GIVEN REQUEST: Render every line of the material below as a JSON list of strings, one string per line, omitting any blank lines.

— start of RECORDED INFORMATION —

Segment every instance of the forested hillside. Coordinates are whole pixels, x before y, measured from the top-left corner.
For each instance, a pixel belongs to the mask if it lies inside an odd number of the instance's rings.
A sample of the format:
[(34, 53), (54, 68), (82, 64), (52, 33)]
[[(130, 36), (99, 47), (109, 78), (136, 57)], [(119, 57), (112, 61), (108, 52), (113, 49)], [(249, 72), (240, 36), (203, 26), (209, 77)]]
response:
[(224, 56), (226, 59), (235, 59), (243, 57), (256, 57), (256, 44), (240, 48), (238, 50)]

— end of RECORDED INFORMATION —

OUTPUT FOR THIS EXERCISE:
[
  "Segment every instance of the forested hillside. Coordinates are whole pixels, x before y, measured from the top-left corner.",
  "For each instance, a pixel belongs to the mask if it lies inside an odd number of the instance's rings.",
  "A sample of the format:",
  "[(34, 53), (54, 68), (82, 64), (52, 33)]",
  "[[(130, 36), (99, 47), (109, 78), (136, 57)], [(119, 57), (112, 61), (108, 52), (113, 49)], [(249, 72), (240, 36), (203, 26), (209, 77)]]",
  "response:",
  "[(224, 56), (226, 59), (235, 59), (243, 57), (256, 57), (256, 44), (240, 48), (238, 50)]"
]